— Start of Source extract —

Here are 12 activities for 2013 to help you get in touch with your inner green guru and discover the natural world outdoors. These ideas are designed to bring well-being to you as well as the planet. Happy 2013!
Eagle watch during the winter. Bald eagles soar over Kentucky's Land Between The Lakes region, about a four-hour drive southwest of Lexington. Guided van and boat excursions are given by the U.S. Forest Service, which manages the 170,000-acre National Recreation Area between Kentucky Lake and Lake Barkley, and through state park programs. Schedules and reservations: Lbl.org/CALGate.asp and Parks.ky.gov/winter-adventure
Information-packed and socially responsible, these online catalogs show beautifully illustrated collections of heirloom, organic and culinary delights, encouraging beginning gardeners and inspiring green-thumbed veterans.
Find spring ephemerals. Situated atop the Kentucky River palisades in far southern Fayette County, Floracliff Nature Sanctuary is a 287-acre preserve where tender, just-sprouted spring ephemeral wildflowers as well as noble, old-growth trees, some approaching 400 years, are found. A Signs of Spring hike, scheduled with the hope of finding hepatica and bloodroot, is scheduled for March 16. Reserve a spot and check out other walks and work days at Floracliff.org.
Visit baby animals. Shaker Village of Pleasant Hill in Mercer County always has down-home yet warmly sophisticated events going on. On April 13, 20, or 27, you and your children are welcome to have Breakfast with the Babies to check out newborn animals at the village. For reservations and a look at other upcoming special activities, see Shakervillageky.org.
Gaze at garden sculpture. At historic Yew Dell Botanical Gardens in Crestwood, an annual outdoor sculpture exhibit will be installed from May 17 until July 28. Each piece is matched to each garden setting. The gardens are partially supported as a preservation project of The Garden Conservancy, a non-profit group which helps fund exceptional American gardens.
Water, water everywhere. Watering cans, sprayers, and rain barrels are essential for summer survival when the going gets hot. Some favorites:
■ Motion activated water sprayers, which discourage pesky critters and drench sweaty gardeners. Check out the ScareCrow at Contech-inc.com.
■ The U CAN, a fantastic, ergonomically designed, American-made two-gallon watering can. Theucanbrand.com
■ Bluegrass PRIDE's rainwater collection barrels, and other inspirational green programs: Bgpride.org
Go native. Including native plants in your garden plan makes sense for environmentally conscious gardeners. They're already well-suited to our climate and terroir, and support wildlife habitat needs. Wild Ones is dedicated to landscaping with native plants, has monthly meetings and is a treasure trove of native plant activities. Visit nearby nurseries like: Dropseed Native Plant Nursery, Louisville; Shooting Star Nursery, Georgetown; and Highland Moor Nursery, Midway.
It's all about bulbs. Order bulbs for fall planting, and reap rewards with a daffodil, crocus and allium profusion the next spring. Choose amaryllis or paperwhites for indoor forcing, and you'll have winter color and fragrance. Some favorite sources: Easy to Grow Bulbs and Brent and Becky's Bulbs.

— End of Source extract —

Tasks to perform ->
1) From the 2013 outdoor activities article, write out the passage starting with "Find spring ephemerals." and going on through "activities, see Shakervillageky.org.".
2) Answer these questions using the 2013 outdoor activities article.
(a) How many acres does the National Recreation Area managed by the U.S. Forest Service cover?
(b) On what date is the Signs of Spring hike scheduled?
(c) How many gallons does the U CAN watering can hold?
3) Does each statement agree with the 2013 outdoor activities article? Answer yes or no, and quote the words that decide it.
(a) The outdoor sculpture exhibit at Yew Dell Botanical Gardens runs from May 17 until July 28.
(b) Shooting Star Nursery is in Louisville.
(c) Breakfast with the Babies is offered on April 13, 20, or 27.

— Start of Records provided —

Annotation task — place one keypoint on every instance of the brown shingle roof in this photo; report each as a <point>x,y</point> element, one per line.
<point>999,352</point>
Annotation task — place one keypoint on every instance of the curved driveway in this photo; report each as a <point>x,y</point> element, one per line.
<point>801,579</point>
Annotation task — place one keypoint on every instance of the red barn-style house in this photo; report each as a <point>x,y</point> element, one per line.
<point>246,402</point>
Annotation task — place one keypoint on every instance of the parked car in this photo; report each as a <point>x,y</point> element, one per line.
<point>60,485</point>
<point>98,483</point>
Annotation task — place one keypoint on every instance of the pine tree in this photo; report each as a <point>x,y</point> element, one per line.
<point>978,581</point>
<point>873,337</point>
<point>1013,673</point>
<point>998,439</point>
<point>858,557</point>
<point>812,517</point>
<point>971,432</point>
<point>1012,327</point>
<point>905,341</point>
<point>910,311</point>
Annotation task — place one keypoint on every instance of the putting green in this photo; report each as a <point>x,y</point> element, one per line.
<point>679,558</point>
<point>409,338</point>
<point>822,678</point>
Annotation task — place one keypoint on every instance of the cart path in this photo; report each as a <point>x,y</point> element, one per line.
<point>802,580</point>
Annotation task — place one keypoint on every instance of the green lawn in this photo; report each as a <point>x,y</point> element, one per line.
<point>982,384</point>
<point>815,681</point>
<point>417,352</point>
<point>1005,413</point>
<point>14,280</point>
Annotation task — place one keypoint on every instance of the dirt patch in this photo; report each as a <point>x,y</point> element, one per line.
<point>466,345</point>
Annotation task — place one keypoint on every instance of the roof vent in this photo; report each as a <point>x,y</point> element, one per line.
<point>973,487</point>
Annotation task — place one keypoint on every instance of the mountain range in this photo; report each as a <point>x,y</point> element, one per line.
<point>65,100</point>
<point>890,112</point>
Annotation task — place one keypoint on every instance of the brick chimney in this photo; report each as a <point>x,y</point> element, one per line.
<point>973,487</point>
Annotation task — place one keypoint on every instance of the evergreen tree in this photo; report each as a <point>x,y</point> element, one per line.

— End of Records provided —

Solutions below ->
1)
Find spring ephemerals. Situated atop the Kentucky River palisades in far southern Fayette County, Floracliff Nature Sanctuary is a 287-acre preserve where tender, just-sprouted spring ephemeral wildflowers as well as noble, old-growth trees, some approaching 400 years, are found. A Signs of Spring hike, scheduled with the hope of finding hepatica and bloodroot, is scheduled for March 16. Reserve a spot and check out other walks and work days at Floracliff.org.
Visit baby animals. Shaker Village of Pleasant Hill in Mercer County always has down-home yet warmly sophisticated events going on. On April 13, 20, or 27, you and your children are welcome to have Breakfast with the Babies to check out newborn animals at the village. For reservations and a look at other upcoming special activities, see Shakervillageky.org.

2)
(a) 170,000 acres
(b) March 16
(c) Two gallons

3)
(a) Yes: "an annual outdoor sculpture exhibit will be installed from May 17 until July 28"
(b) No: "Shooting Star Nursery, Georgetown"
(c) Yes: "On April 13, 20, or 27, you and your children are welcome to have Breakfast with the Babies"